= Bazigar people =

Schedule caste found in Central India

Bazigar (from بازیگر bazi + gar), or Goaars, are an ethnic group of north-western India. They are primarily found in India's Punjab and in Pakistan's Punjab, but there are also communities in Haryana, Uttar Pradesh, Delhi, Chandigarh, Himachal Pradesh, Jammu and Kashmir, and Rajasthan. They were previously nomadic with their main occupation the performance of acrobatics and other forms of entertainment, but they are now settled and engaged mainly in agricultural and similar forms of labour.

== Origin ==
According to Oral tradition the caste of Bazigar are believed to be originated from the intermingling between the Untouchable and Lodhi Rajput women, formerly profound as an dancing lady for the adulated members of Jat community. Over the time, they have come to assimilate themselves with the status of the Chauhan clan within the Bhangi community. They have now been granted Scheduled Caste status in Haryana, Punjab and Uttar Pradesh. The Bazigar speak their own dialect, known as Bazigar, while speaking in Hindi with outsiders. In Haryana, they are found mainly in the districts of Yamuna Nagar, Ambala, Kurukshetra, Rohtak, Sirsa, Fatehabad, Karnal. Major Bazigar clans in Haryan include the Kanaut, Vartia, Lalka, Machhal Myane, Dharmsout, Manana, Namsout, and Jagateka.

=-=-=

• [Instruction 1]: From the article on the Bazigar people, list every district of Haryana named as a place where the Bazigar are mainly found.
• [Instruction 2]: Write the next part of the article on the Bazigar people, picking up after its final sentence about the major clans in Haryana.
The entries have no connection to the article on the Bazigar people.

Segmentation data
=-=-=

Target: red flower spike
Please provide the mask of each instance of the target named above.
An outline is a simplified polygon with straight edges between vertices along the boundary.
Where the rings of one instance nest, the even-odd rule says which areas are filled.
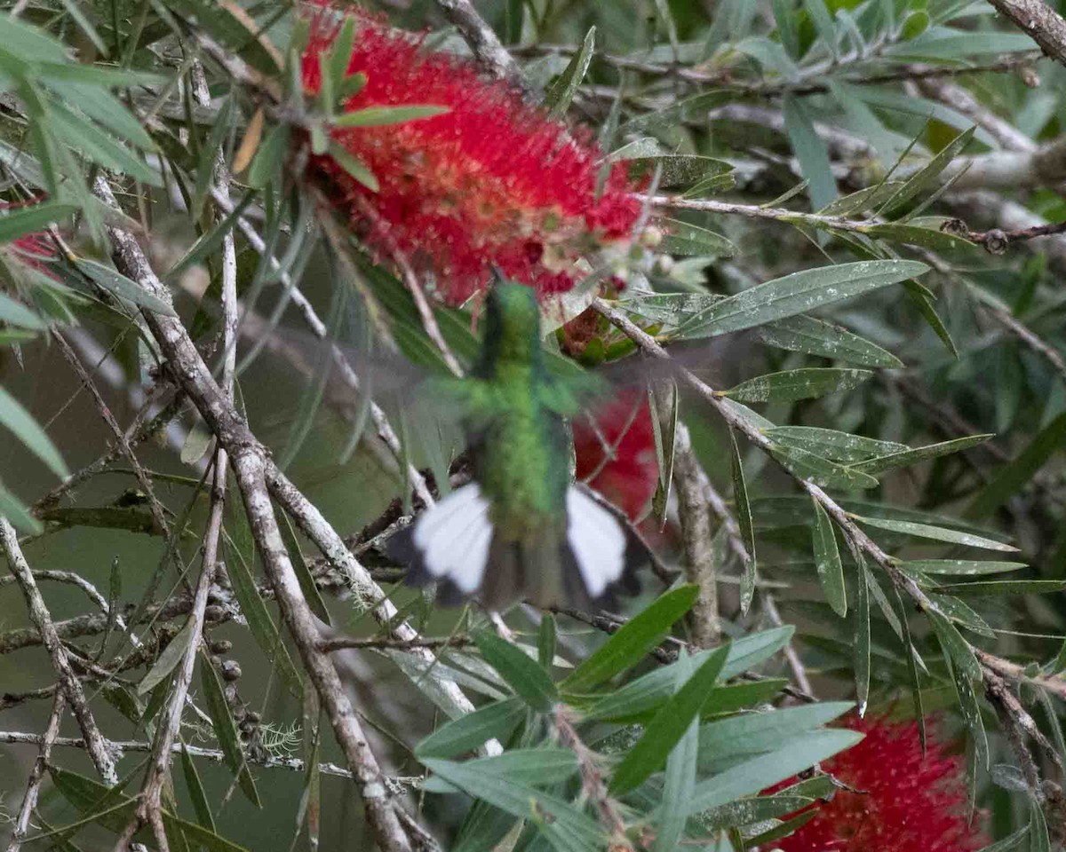
[[[572,426],[577,478],[591,476],[588,485],[633,521],[644,514],[659,481],[651,410],[643,397],[639,391],[623,393],[588,415],[595,429],[585,416]]]
[[[337,27],[320,13],[303,56],[309,95]],[[456,305],[487,285],[496,265],[542,295],[563,293],[582,255],[630,236],[641,206],[625,168],[611,169],[597,194],[602,153],[587,134],[526,104],[470,62],[425,50],[362,16],[349,75],[366,85],[345,112],[375,105],[430,104],[448,112],[383,127],[335,129],[333,138],[377,179],[372,192],[328,155],[310,168],[326,182],[371,246],[403,252],[435,274],[437,294]],[[360,213],[371,203],[373,220]]]
[[[963,758],[930,736],[925,755],[917,722],[855,717],[866,738],[822,763],[858,792],[837,790],[817,816],[774,843],[784,852],[973,852],[988,838],[968,821]],[[795,783],[795,779],[774,791]]]
[[[41,199],[32,199],[26,202],[0,201],[0,210],[17,210],[29,207],[38,200]],[[48,271],[48,262],[54,260],[56,256],[55,246],[44,231],[22,234],[4,245],[2,250],[10,256],[14,256],[16,260],[25,263],[27,266],[39,269],[49,275],[51,273]]]

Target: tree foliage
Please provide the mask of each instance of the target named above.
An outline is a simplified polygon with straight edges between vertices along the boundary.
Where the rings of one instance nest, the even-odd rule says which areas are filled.
[[[1054,5],[0,12],[11,848],[1061,846]],[[387,556],[496,273],[621,611]]]

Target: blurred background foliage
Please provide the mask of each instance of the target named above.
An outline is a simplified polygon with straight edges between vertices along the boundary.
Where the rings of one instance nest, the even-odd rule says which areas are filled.
[[[383,26],[424,33],[429,49],[471,53],[464,3],[364,7]],[[64,639],[98,667],[79,676],[106,736],[144,743],[158,733],[178,662],[165,649],[189,607],[145,626],[132,661],[124,657],[136,649],[107,613],[143,616],[149,599],[182,594],[188,604],[195,573],[176,568],[198,570],[210,511],[211,436],[175,394],[139,311],[176,310],[208,363],[221,363],[231,243],[237,290],[261,314],[238,347],[238,408],[325,519],[354,537],[399,607],[375,623],[367,602],[314,561],[309,538],[289,542],[307,554],[305,579],[313,573],[322,595],[312,607],[328,612],[333,635],[381,640],[338,652],[335,663],[391,791],[445,848],[579,850],[624,837],[658,849],[683,833],[696,848],[773,848],[795,828],[787,820],[798,805],[833,785],[813,774],[798,791],[759,793],[850,744],[850,732],[825,725],[852,702],[901,719],[917,706],[930,715],[936,736],[965,754],[987,835],[1007,838],[996,849],[1061,845],[1063,56],[1044,56],[990,4],[958,0],[500,0],[477,12],[517,62],[527,97],[547,93],[571,127],[644,175],[664,240],[612,259],[624,285],[603,291],[609,307],[667,349],[685,344],[683,364],[731,389],[711,404],[682,381],[679,413],[668,389],[657,397],[659,481],[639,513],[667,571],[716,589],[721,637],[700,633],[698,603],[682,618],[692,587],[661,596],[667,584],[650,575],[607,620],[519,608],[495,630],[484,612],[438,610],[393,586],[400,574],[374,537],[421,505],[411,470],[447,490],[450,465],[462,476],[462,447],[450,417],[406,405],[372,371],[359,397],[335,387],[336,370],[323,379],[323,347],[308,342],[336,338],[357,363],[373,362],[384,316],[421,368],[441,371],[445,360],[379,257],[387,252],[364,252],[323,218],[323,187],[290,157],[293,140],[318,144],[337,109],[298,83],[311,13],[273,1],[19,0],[0,14],[0,514],[35,572],[60,572],[41,575],[51,618],[90,625],[69,626]],[[472,44],[484,62],[484,43]],[[273,104],[265,122],[263,104]],[[373,180],[351,158],[342,165]],[[122,258],[112,263],[114,227],[140,239],[173,309]],[[806,277],[788,278],[796,273]],[[561,318],[587,304],[565,304]],[[437,311],[464,365],[478,345],[472,313]],[[585,364],[634,348],[605,314],[583,317],[593,330],[580,347],[565,332],[546,346],[581,349]],[[741,345],[688,343],[753,329]],[[151,494],[114,448],[101,405],[122,429],[154,424],[150,435],[131,432]],[[684,427],[673,427],[673,414]],[[106,463],[94,465],[101,454]],[[706,470],[705,501],[718,501],[707,521],[710,574],[692,564],[692,521],[681,515],[694,510],[676,496],[675,479],[705,487],[684,454]],[[265,589],[240,497],[230,497],[224,561],[230,575],[243,561]],[[17,585],[4,584],[0,742],[15,742],[0,746],[0,802],[14,820],[35,753],[14,734],[45,728],[55,676]],[[173,833],[188,848],[367,848],[362,805],[354,785],[330,774],[343,757],[312,690],[301,688],[296,650],[277,644],[276,605],[264,594],[249,615],[255,589],[240,584],[213,593],[213,656],[204,655],[192,690],[201,708],[200,675],[215,671],[228,716],[190,710],[180,731],[190,746],[230,751],[176,761],[164,802],[210,833]],[[636,639],[597,670],[608,633],[631,617]],[[454,678],[478,714],[435,704],[426,674],[385,653],[402,618],[423,636],[452,637],[432,646],[434,671]],[[529,653],[516,657],[505,640]],[[101,666],[114,666],[112,676]],[[656,686],[641,692],[648,677]],[[758,720],[796,708],[802,717],[786,718],[798,721],[765,739]],[[453,719],[456,733],[447,717],[475,721]],[[683,724],[665,730],[669,717]],[[741,744],[717,753],[724,728],[714,725],[729,720],[730,742]],[[78,735],[72,719],[62,733]],[[240,747],[223,741],[238,734]],[[511,754],[454,759],[494,737]],[[145,757],[130,749],[119,763],[124,794],[136,794]],[[290,758],[325,769],[294,771]],[[44,783],[31,836],[85,825],[62,842],[32,842],[111,848],[125,820],[116,828],[114,814],[101,816],[92,786],[100,782],[88,781],[98,767],[72,747],[56,747],[51,763],[78,776]],[[602,799],[591,765],[605,773]],[[774,797],[786,798],[764,801]]]

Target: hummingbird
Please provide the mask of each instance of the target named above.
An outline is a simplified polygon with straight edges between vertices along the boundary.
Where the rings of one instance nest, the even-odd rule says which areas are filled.
[[[602,380],[552,376],[529,286],[498,277],[484,326],[473,368],[449,394],[464,411],[472,481],[392,536],[389,555],[409,566],[409,585],[437,583],[446,605],[477,595],[494,610],[520,600],[589,609],[635,594],[645,545],[569,476],[566,419]]]

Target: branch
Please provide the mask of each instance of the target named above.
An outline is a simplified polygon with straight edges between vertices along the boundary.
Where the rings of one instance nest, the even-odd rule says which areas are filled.
[[[470,0],[435,0],[437,9],[448,22],[463,34],[463,38],[482,67],[498,80],[506,80],[529,94],[521,68],[507,53],[492,28],[478,14]]]
[[[26,597],[30,609],[30,620],[41,634],[45,648],[48,649],[48,656],[51,658],[52,668],[63,687],[63,693],[70,703],[70,709],[74,711],[75,719],[78,720],[78,726],[88,743],[88,755],[93,759],[93,765],[103,783],[112,787],[118,783],[118,775],[115,773],[115,761],[108,741],[100,733],[100,728],[97,727],[96,720],[88,709],[85,692],[81,688],[81,682],[70,668],[70,660],[67,658],[66,649],[63,648],[59,634],[55,633],[51,613],[49,613],[45,600],[41,596],[41,590],[37,589],[37,584],[33,579],[33,572],[30,571],[30,566],[18,546],[18,535],[15,532],[15,527],[3,517],[0,517],[0,547],[3,548],[11,572],[15,575],[19,588],[22,590],[22,596]]]
[[[30,831],[30,817],[37,806],[41,782],[44,780],[45,771],[48,769],[52,746],[55,743],[55,738],[59,737],[60,722],[63,721],[63,710],[65,708],[66,699],[63,698],[62,691],[58,691],[52,701],[52,712],[48,717],[48,726],[45,728],[45,733],[41,735],[39,742],[37,743],[41,749],[37,752],[37,759],[33,761],[33,769],[30,770],[30,780],[26,785],[26,794],[22,797],[22,804],[18,808],[18,816],[15,817],[15,822],[12,826],[11,842],[7,845],[7,852],[19,852],[19,849],[22,847],[22,840],[26,839],[26,835]],[[0,741],[3,741],[2,735],[0,735]],[[84,743],[84,740],[82,740],[82,743]]]
[[[1040,49],[1066,65],[1066,20],[1043,0],[988,0],[1023,30]]]
[[[114,194],[102,177],[96,179],[94,191],[104,203],[117,209]],[[151,269],[132,235],[115,226],[110,226],[108,233],[115,263],[123,274],[168,304],[169,292]],[[163,356],[169,362],[171,374],[196,406],[219,445],[230,457],[230,464],[237,474],[238,486],[244,497],[252,534],[262,555],[264,571],[274,586],[282,618],[300,651],[311,683],[319,693],[334,735],[358,780],[359,792],[371,830],[383,850],[408,852],[410,845],[407,835],[397,818],[392,800],[382,783],[377,761],[367,746],[366,736],[337,670],[328,656],[320,652],[316,645],[319,630],[314,615],[300,589],[271,505],[266,488],[266,471],[273,465],[268,461],[266,450],[240,419],[223,390],[214,382],[180,320],[150,311],[144,311],[144,316]],[[336,536],[336,532],[334,535]],[[369,576],[367,579],[369,581]]]

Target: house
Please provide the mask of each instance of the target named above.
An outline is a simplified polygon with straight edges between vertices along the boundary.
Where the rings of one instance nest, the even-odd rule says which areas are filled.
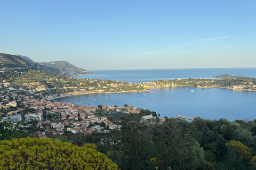
[[[150,114],[149,115],[142,116],[141,122],[151,123],[154,119],[156,120],[156,117],[152,116],[152,114]]]

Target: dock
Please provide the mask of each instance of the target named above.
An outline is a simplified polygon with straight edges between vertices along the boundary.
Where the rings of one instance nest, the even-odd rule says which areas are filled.
[[[194,117],[183,116],[180,115],[177,115],[176,116],[177,116],[177,117],[179,117],[179,118],[186,119],[186,120],[194,121]]]

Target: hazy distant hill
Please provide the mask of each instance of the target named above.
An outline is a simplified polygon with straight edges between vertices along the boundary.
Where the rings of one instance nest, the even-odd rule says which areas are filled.
[[[17,54],[15,55],[15,56],[19,56],[19,57],[21,57],[21,58],[26,60],[28,60],[28,61],[30,61],[30,62],[34,62],[34,61],[33,61],[32,60],[30,59],[30,58],[28,57],[26,57],[26,56],[24,56],[23,55],[19,55],[19,54]]]
[[[71,75],[93,73],[92,72],[85,70],[83,69],[76,67],[75,65],[69,63],[69,62],[66,61],[50,62],[47,63],[40,62],[38,63],[56,69],[64,69]]]
[[[0,53],[0,69],[3,67],[12,68],[19,72],[35,70],[66,76],[93,73],[66,61],[37,63],[34,62],[29,57],[21,55]]]

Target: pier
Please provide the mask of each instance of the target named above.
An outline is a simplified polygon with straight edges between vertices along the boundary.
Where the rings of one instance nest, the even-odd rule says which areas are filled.
[[[194,121],[194,117],[183,116],[180,115],[177,115],[176,116],[177,116],[177,117],[179,117],[179,118],[186,119],[186,120]]]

=-=-=

• [Task result 1]: Yamuna Nagar, Ambala, Kurukshetra, Rohtak, Sirsa, Fatehabad, Karnal

• [Task result 2]:
In Punjab, the Bazigar have Scheduled Caste status. They are found throughout Punjab, but in terms of numbers, they are concentrated in Patiala, Sangrur, and Bathinda districts are centres of this tribe. The Bazigar are a nomadic tribe, who go about from village to village practising acrobatic feats. Their primary occupation was the performance of acrobatics. Generally, each family was allocated twelve villages, and the Bazigar were paid by the villagers to entertain them. Many Bazigar were also employed as seasonal agricultural laborers. With the increase in televisions in rural Punjab, the Bazigar's traditional occupation is under threat.

The Bazigar are further sub-divided into Six sub-groups, the guriyaka, Jogi, Badtia (Wartia), Muchhal (muchhals), Jassuke, Dharamsot and Namsout. The first four sub-divisions cannot intermarry, but Namsout only marry within the clan. Historically, the Bazigar were either Hindu or Muslim, but with the departure of their Muslim patrons due to the partition, the Bazigar have embraced Sikhism. They have also abandoned their traditional dialect Bazigar boli for standard Punjabi.

== Bibliography ==
- Deb, P. C. (1987). "Bazigars of Punjab: A Socio-economic Study"
- Schreffler, Gibb (2011). "The Bazigar (Goaar) People and Their Performing Arts"
- Singh, Birinder Pal (2010). ""Criminal" Tribes of Punjab: A Social-anthropological Inquiry"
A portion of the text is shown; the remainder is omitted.